**ASSIGNED TASK**
Give back each line of the data exactly.

**PROVIDED RECORDS**
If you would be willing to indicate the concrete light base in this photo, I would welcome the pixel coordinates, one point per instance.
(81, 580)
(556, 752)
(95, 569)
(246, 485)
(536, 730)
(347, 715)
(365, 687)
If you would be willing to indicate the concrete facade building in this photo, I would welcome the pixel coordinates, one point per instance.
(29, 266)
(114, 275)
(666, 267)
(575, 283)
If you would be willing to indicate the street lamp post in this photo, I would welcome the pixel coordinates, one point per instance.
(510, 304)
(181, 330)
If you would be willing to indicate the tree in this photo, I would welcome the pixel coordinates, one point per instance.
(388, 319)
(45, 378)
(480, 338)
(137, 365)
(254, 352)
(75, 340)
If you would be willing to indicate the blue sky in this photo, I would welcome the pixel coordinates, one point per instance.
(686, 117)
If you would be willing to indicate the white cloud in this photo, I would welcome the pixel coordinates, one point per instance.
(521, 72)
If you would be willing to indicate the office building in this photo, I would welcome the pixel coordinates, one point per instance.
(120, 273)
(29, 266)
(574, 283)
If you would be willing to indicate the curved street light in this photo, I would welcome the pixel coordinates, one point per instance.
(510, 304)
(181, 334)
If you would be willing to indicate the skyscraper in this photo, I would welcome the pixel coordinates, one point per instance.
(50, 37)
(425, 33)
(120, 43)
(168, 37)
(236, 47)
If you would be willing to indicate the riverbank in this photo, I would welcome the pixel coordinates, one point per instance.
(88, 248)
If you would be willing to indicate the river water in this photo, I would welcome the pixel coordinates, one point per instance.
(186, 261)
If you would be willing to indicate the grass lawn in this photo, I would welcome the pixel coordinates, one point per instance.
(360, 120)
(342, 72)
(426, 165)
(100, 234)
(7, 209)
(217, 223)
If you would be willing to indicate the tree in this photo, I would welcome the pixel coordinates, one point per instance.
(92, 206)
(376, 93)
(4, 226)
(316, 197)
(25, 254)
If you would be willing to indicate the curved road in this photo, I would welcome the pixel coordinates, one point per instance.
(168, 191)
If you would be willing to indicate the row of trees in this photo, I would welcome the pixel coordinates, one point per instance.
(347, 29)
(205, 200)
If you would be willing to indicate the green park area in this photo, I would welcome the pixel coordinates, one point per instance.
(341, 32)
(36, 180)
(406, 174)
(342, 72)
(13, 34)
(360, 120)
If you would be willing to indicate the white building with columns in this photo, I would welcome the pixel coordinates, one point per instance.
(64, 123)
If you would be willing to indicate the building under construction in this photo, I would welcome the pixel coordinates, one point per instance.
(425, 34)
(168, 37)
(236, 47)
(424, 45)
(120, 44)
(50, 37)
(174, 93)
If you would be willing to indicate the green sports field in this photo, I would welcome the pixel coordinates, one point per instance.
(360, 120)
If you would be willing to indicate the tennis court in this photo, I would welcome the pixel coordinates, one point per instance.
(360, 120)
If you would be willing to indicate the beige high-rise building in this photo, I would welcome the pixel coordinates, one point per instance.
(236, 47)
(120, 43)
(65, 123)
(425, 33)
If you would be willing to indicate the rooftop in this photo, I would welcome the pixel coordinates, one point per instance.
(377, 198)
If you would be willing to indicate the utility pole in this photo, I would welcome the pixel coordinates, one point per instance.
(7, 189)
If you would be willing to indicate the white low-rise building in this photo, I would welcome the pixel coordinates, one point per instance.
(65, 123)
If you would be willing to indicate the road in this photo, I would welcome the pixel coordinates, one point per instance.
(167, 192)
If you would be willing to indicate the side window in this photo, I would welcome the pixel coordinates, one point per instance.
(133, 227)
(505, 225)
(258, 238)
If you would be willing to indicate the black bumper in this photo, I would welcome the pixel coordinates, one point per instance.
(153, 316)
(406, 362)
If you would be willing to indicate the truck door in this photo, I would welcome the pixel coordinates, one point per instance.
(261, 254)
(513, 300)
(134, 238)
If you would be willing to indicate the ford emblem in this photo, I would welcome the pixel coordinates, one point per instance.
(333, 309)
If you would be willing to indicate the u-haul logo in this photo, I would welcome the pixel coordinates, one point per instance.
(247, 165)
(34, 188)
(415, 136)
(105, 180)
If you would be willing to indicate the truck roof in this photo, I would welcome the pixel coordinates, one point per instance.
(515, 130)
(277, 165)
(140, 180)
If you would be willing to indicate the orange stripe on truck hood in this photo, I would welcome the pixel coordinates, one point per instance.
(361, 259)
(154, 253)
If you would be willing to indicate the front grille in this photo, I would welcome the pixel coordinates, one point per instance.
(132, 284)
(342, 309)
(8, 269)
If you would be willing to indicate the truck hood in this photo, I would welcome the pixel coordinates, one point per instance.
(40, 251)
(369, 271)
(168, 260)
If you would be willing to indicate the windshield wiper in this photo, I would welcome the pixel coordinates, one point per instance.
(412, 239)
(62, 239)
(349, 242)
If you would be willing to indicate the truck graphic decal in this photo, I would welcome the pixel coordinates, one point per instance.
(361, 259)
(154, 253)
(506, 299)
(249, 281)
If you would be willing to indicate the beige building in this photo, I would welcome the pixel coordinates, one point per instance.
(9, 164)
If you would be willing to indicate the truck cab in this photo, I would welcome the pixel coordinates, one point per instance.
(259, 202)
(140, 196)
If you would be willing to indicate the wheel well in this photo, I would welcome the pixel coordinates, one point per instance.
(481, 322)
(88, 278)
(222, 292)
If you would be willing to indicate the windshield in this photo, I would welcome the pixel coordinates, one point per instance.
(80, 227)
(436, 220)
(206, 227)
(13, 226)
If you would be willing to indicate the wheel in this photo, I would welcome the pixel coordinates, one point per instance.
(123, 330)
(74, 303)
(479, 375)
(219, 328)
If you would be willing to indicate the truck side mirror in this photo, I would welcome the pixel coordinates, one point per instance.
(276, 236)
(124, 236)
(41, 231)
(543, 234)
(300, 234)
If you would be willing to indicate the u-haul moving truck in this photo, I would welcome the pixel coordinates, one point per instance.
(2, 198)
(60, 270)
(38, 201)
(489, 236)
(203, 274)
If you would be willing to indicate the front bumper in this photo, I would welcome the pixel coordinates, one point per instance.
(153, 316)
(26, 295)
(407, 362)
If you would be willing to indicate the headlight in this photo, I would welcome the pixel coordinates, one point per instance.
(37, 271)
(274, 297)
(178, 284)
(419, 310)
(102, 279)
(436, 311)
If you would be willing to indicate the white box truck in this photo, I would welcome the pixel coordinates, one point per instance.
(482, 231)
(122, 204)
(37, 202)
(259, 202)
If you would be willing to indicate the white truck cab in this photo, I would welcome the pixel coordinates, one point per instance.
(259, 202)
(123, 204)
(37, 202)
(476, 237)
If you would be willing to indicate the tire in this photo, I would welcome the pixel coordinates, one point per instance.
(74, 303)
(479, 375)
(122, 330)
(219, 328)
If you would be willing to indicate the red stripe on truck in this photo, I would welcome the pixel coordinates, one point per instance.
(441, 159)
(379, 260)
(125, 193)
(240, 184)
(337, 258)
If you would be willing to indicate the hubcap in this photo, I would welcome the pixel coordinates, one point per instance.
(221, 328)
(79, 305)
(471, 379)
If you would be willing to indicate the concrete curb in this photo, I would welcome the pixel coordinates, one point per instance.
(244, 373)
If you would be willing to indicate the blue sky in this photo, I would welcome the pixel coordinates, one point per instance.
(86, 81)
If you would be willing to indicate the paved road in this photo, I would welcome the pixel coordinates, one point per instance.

**WORKED SOLUTION**
If you would be willing to indicate the concrete light base in this photo, I would welcome the pixel coordinates, one point per instance.
(81, 580)
(556, 752)
(95, 569)
(246, 485)
(536, 730)
(347, 715)
(365, 687)
If you would be willing to indicate the concrete facade building in this photo, I would welcome the pixel coordinates, one point per instance.
(29, 266)
(114, 275)
(666, 267)
(575, 283)
If you would be willing to indicate the street lamp post in this photo, I would welcome the pixel coordinates, one point per instance.
(510, 304)
(181, 330)
If you would be willing to indicate the tree in this photo, I would welcome the pixel coordinates, one point per instance.
(388, 319)
(45, 378)
(480, 338)
(137, 365)
(254, 352)
(75, 340)
If you would be willing to indicate the blue sky in this photo, I would welcome the pixel coordinates, one point per instance.
(686, 117)
If you would be willing to indicate the white cloud in this photo, I would welcome the pixel coordinates, one point per instance.
(521, 72)
If you would be willing to indicate the office building in this photo, I would welcome the pixel coordinates, one point per instance.
(120, 273)
(29, 266)
(574, 283)
If you would be willing to indicate the curved street light in this photo, I would welcome the pixel coordinates, one point per instance.
(510, 304)
(181, 334)
If you would be willing to indicate the skyscraper in this photo, I would welcome the pixel coordinates, one point per instance.
(50, 37)
(425, 33)
(120, 43)
(168, 37)
(236, 47)
If you would be willing to indicate the riverbank in this photo, I would welcome the pixel coordinates, one point per instance.
(88, 248)
If you would be willing to indicate the river water in this photo, I would welcome the pixel coordinates, one point per instance.
(186, 261)
If you would be willing to indicate the grass lawn in this photo, I would welcome the pixel coordinates, one point per instance.
(360, 120)
(342, 72)
(426, 165)
(100, 234)
(7, 209)
(217, 223)
If you would be willing to indicate the tree in this photo, I would welcome the pixel coordinates, one point per instance.
(92, 206)
(376, 93)
(4, 226)
(316, 197)
(25, 254)
If you would be willing to indicate the curved road in this photo, I would welcome the pixel coordinates, one point per instance.
(168, 191)
If you would be willing to indicate the row of trees in this photo, I would welcome the pixel coordinates, one point per instance.
(347, 29)
(205, 200)
If you would be willing to indicate the green park area in this photo, I would welcome the pixel coordinates, one point per instance.
(341, 32)
(36, 180)
(406, 174)
(342, 72)
(13, 34)
(360, 120)
If you would be willing to indicate the white building with columns in this photo, I would welcome the pixel coordinates, one point per instance.
(64, 123)
If you would be willing to indicate the building under construction in this photo, I would welcome the pixel coordinates, one point per instance.
(425, 34)
(168, 37)
(236, 47)
(424, 45)
(120, 44)
(50, 37)
(174, 93)
If you would be willing to indicate the green sports field in this photo, I would welcome the pixel coordinates, one point per instance.
(360, 120)
If you would be willing to indicate the tennis court in this photo, I would welcome the pixel coordinates, one point per instance.
(360, 120)
If you would be willing to indicate the beige high-rise building in this photo, I would welcome the pixel coordinates, one point per instance.
(236, 47)
(120, 43)
(65, 123)
(425, 33)
If you would be willing to indicate the rooftop in this photo, I would welcome the pixel coordinates, one point per instance.
(377, 198)
If you would be willing to indicate the utility pole in this photo, I would welcome the pixel coordinates, one point per instance.
(7, 189)
If you would be willing to indicate the white low-rise building in this photo, I would welcome the pixel coordinates, one point per instance.
(65, 123)
If you would be willing to indicate the road in this photo, I would welcome the pixel coordinates, one point per instance.
(167, 192)
If you would be willing to indicate the side window in this photo, I would welcome the pixel coordinates, one point per instance.
(133, 227)
(505, 225)
(258, 238)
If you would be willing to indicate the black bumper in this photo, I would welcome the pixel coordinates, one point per instance.
(153, 316)
(406, 362)
If you would be willing to indicate the truck door in this photo, I would welcome the pixel coordinates, one point per instance.
(261, 254)
(513, 300)
(134, 238)
If you would be willing to indicate the ford emblem in this photo, I would welcome the pixel coordinates, one point per instance.
(333, 309)
If you would be willing to indicate the u-haul logo in this photo, I would welcome the pixel coordinates, one point per instance.
(247, 165)
(34, 188)
(415, 136)
(105, 180)
If you would be willing to indicate the truck roof in this photo, I would welcome the pixel coordinates, one point per instance.
(515, 130)
(277, 165)
(140, 180)
If you would be willing to indicate the orange stripe on truck hood in this photo, I would welcome the pixel coordinates, one point per instance.
(361, 259)
(154, 253)
If you would be willing to indicate the front grille in this photo, I would welcome the pixel coordinates, one point per instance.
(132, 284)
(342, 309)
(8, 269)
If you would be willing to indicate the truck hood in this photo, I would welcome the pixel coordinates, one point per instance.
(40, 251)
(369, 271)
(168, 260)
If you would be willing to indicate the windshield wiper in this photo, I would welcome the pixel coordinates, one point per instance.
(412, 239)
(62, 239)
(349, 242)
If you would be willing to indicate the truck graphic decal in this photo, I would welcome the pixel coordinates, one point per instance.
(361, 259)
(154, 253)
(506, 299)
(249, 281)
If you would be willing to indicate the beige building in this photo, I would welcome the pixel coordinates, one point per instance.
(9, 164)
If you would be willing to indicate the truck cab in this photo, I would welcome the pixel coordinates, one point per instance.
(259, 202)
(140, 196)
If you would be willing to indicate the wheel well in this photo, I would welcome the pixel coordinates, one point per instance.
(481, 322)
(88, 278)
(222, 292)
If you would be willing to indicate the windshield in this photo, I would welcome the pixel coordinates, one point per instance.
(80, 227)
(436, 220)
(206, 227)
(13, 226)
If you would be willing to indicate the wheel in this photo, I would welcome the pixel coordinates, one point per instance.
(123, 330)
(74, 303)
(479, 375)
(219, 328)
If you would be willing to indicate the truck side mirror in this photo, I would welcome the pixel coordinates, one point per instance.
(276, 236)
(124, 236)
(41, 231)
(543, 234)
(300, 234)
If you would be willing to indicate the u-haul moving truck in this photo, I would welcome the pixel coordinates, one point per instance.
(2, 198)
(60, 270)
(38, 201)
(489, 236)
(203, 274)
If you would be willing to indicate the front bumper in this photo, I would welcome the pixel coordinates, one point per instance.
(153, 316)
(26, 295)
(407, 362)
If you would be willing to indicate the headlight in this photo, I would welcome the pixel coordinates, one point per instance.
(37, 271)
(274, 297)
(178, 284)
(419, 310)
(102, 279)
(436, 311)
If you would be willing to indicate the white box truck in this photo, I would welcome the pixel coordinates, one point per instance.
(482, 231)
(122, 204)
(37, 202)
(259, 202)
If you would be willing to indicate the white truck cab in this photo, I would welcome the pixel coordinates, one point per instance.
(259, 202)
(123, 204)
(37, 202)
(476, 237)
If you would be willing to indicate the tire in this photo, I would welcome the pixel coordinates, one point per instance.
(74, 303)
(479, 375)
(122, 330)
(219, 328)
If you would be willing to indicate the red stripe on truck in this photo, I would welcome the pixel coordinates, one point per instance.
(441, 159)
(379, 260)
(125, 193)
(240, 184)
(337, 258)
If you would be willing to indicate the hubcap in this photo, I would welcome the pixel coordinates, one point per instance.
(221, 328)
(79, 305)
(471, 379)
If you would be willing to indicate the concrete curb in this photo, I would welcome the pixel coordinates, one point per instance.
(244, 373)
If you would be willing to indicate the blue sky in this photo, I would welcome the pixel coordinates, one point per instance.
(86, 81)
If you would be willing to indicate the paved road in this photo, I would welcome the pixel coordinates, one point per instance.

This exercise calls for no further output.